私たちは、日常的に様々な思い込みに囚われていたりします。
「医療検査(ドック)は高額なのが当たり前」、「セキュリティサービスは法人あるいは富裕層向けのもの」、「オーダーメイドは、お金持ちだけのサービス」等々です。
一見常識的な見解に潜んでいる「ちょっとした違和感」をスルーせず、アイデアソースに落とし込んで、マスの市場に新しいビジネスチャンスを見出す。そんな挑戦を続けている起業家がいます。元(株)バンク(現在は解散)代表取締役の起業家、光本勇介氏です。著書『実験思考(光本勇介著/幻冬舎刊)』には、そのような彼の思考プロセスが、過去に手掛けたサービスの開発事例も含めて、とても興味深く描かれています。
光本氏が、リリース当初から世間を驚かせたサービスに、即現金化アプリ『CASH』があります。ユーザーは、現金化したいモノ(ブランドもののファッションアイテムやグッズ)の簡単な情報をアプリ上で選択し、現物を撮影します。すると瞬時に買取査定額が表示され、ユーザーが了承すればアプリに買取金額がチャージされます。モノは、期日内にユーザーが『CASH』に発送します。17年6月にサービスがリリースされ、情報がSNS等で拡散されると、瞬く間に買取希望の登録件数が増え、すごい勢いで会社の口座から出金が発生。24時間経過後には、3億円強のお金が消え、さすがに恐怖を感じて、システムを一時休止したのだそうです。
氏にしてみれば、このサービスはある仮説と性善説に基づいた「社会実験」の一面もあったそうです。なんとも凄まじい実験です。ちなみにこのサービスは、今現在もなお稼働しています。ビジネスとして通用しているのですね。
ちなみに、この本自体も「実験思考」の一環としてリリースされました。出版社から執筆の依頼が来た際に、「ありきたりの出版では面白くない」ということで、読者が一通り読み終えた後で、自由に値付けをする企画を盛り込んだのです。電子版については無償で頒布し、当初のペーパー版については、印刷に掛かる経費の390円で販売しました。その結果については、こちらをご覧下さい。
彼のビジネスに対する姿勢は一貫しています。すべては「社会実験」の一環で、その化学反応を実感出来るのが楽しいのだと。そして、この先の見えない混沌の時代、「実験思考」を出来る人のみが、世の中を楽しめるのだと主張します。この本の中身は、そんな刺激的なヒントに満ち溢れています。

(保存された記録)
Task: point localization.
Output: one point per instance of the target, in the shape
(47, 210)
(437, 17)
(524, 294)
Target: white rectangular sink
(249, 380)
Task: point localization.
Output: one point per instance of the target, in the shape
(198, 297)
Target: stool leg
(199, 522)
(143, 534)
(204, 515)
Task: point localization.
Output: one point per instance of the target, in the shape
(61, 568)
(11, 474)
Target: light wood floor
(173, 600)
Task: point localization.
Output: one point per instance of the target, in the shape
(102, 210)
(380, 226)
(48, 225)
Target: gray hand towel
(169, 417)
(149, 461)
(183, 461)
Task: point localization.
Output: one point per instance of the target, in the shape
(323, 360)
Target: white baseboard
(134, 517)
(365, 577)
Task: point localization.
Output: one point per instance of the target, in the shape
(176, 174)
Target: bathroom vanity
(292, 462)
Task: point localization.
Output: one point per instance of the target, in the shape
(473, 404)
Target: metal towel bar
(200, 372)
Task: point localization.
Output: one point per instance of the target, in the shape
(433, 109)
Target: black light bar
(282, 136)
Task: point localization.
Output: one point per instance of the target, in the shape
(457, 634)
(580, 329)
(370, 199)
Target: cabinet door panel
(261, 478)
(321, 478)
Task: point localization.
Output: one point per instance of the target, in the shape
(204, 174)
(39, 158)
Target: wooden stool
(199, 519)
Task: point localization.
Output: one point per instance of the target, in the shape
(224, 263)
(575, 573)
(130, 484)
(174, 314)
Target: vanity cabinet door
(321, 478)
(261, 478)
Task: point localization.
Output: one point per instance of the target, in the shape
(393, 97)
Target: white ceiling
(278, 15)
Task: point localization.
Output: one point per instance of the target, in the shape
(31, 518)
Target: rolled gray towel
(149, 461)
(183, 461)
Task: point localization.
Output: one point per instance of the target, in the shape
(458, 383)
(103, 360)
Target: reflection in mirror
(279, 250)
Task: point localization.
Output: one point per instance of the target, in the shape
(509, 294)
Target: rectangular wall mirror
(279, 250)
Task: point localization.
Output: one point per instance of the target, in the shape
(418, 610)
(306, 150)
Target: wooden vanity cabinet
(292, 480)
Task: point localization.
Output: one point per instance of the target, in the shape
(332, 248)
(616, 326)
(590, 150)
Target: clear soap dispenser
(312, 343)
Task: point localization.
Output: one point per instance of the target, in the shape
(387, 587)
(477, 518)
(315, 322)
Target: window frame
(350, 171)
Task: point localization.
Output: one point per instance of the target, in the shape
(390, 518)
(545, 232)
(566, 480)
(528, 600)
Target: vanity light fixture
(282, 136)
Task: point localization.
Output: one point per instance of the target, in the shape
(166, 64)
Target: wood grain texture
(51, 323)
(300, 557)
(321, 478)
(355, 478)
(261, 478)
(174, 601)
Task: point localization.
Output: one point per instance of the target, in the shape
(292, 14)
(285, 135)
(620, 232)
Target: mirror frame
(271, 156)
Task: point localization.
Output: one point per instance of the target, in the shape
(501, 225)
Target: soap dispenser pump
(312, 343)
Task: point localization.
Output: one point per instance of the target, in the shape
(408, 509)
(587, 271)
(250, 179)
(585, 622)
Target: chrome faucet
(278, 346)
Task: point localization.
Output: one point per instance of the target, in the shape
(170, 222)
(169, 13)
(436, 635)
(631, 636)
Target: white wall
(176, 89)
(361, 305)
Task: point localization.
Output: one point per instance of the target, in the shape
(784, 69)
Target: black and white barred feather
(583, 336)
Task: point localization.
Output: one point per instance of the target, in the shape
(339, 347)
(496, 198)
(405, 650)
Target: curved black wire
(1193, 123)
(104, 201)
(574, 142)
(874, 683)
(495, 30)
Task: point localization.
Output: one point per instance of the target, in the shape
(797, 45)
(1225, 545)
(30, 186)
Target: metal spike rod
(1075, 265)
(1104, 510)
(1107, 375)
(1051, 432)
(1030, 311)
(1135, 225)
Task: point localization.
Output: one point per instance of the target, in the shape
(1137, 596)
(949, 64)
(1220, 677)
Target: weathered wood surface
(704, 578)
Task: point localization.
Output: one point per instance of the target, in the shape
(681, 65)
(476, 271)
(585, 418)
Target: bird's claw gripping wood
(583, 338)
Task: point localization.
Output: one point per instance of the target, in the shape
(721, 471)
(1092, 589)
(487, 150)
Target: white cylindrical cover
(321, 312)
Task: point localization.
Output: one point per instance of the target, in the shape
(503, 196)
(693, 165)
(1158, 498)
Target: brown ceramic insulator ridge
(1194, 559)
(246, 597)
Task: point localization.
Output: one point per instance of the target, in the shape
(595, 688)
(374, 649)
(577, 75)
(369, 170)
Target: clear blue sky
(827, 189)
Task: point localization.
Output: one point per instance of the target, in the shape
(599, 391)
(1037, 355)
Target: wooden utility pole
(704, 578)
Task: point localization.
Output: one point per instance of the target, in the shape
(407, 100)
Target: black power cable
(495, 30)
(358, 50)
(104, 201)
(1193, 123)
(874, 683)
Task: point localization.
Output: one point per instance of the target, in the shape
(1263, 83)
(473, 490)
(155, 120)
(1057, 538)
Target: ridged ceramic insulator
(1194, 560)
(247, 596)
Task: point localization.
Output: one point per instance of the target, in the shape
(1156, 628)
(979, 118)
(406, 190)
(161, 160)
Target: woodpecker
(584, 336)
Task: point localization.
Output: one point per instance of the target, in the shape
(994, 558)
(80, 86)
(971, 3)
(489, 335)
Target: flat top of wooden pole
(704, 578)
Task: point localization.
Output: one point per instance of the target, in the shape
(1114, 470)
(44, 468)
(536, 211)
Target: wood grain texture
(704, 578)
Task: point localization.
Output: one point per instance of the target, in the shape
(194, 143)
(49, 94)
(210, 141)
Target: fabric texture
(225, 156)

[実施事項 A]: 提示文章のうち、「私たちは、日常的に様々な思い込みに囚われていたりします。」から始まり「を一時休止したのだそうです。」で終わる部分を、一字一句変えずに書き出してください。
[実施事項 B]:
提示文章に基づき、次の各問いに答えてください。
(i) 光本勇介氏が代表取締役を務めていた会社の名称は何ですか。
(ii) 即現金化アプリ『CASH』のサービスがリリースされたのはいつですか。
(iii) 『実験思考』の当初のペーパー版は、いくらで販売されましたか。

[記述回答 A]:
私たちは、日常的に様々な思い込みに囚われていたりします。
「医療検査(ドック)は高額なのが当たり前」、「セキュリティサービスは法人あるいは富裕層向けのもの」、「オーダーメイドは、お金持ちだけのサービス」等々です。
一見常識的な見解に潜んでいる「ちょっとした違和感」をスルーせず、アイデアソースに落とし込んで、マスの市場に新しいビジネスチャンスを見出す。そんな挑戦を続けている起業家がいます。元(株)バンク(現在は解散)代表取締役の起業家、光本勇介氏です。著書『実験思考(光本勇介著/幻冬舎刊)』には、そのような彼の思考プロセスが、過去に手掛けたサービスの開発事例も含めて、とても興味深く描かれています。
光本氏が、リリース当初から世間を驚かせたサービスに、即現金化アプリ『CASH』があります。ユーザーは、現金化したいモノ(ブランドもののファッションアイテムやグッズ)の簡単な情報をアプリ上で選択し、現物を撮影します。すると瞬時に買取査定額が表示され、ユーザーが了承すればアプリに買取金額がチャージされます。モノは、期日内にユーザーが『CASH』に発送します。17年6月にサービスがリリースされ、情報がSNS等で拡散されると、瞬く間に買取希望の登録件数が増え、すごい勢いで会社の口座から出金が発生。24時間経過後には、3億円強のお金が消え、さすがに恐怖を感じて、システムを一時休止したのだそうです。

[記述回答 B]:
(i) (株)バンク
(ii) 17年6月
(iii) 390円(印刷に掛かる経費)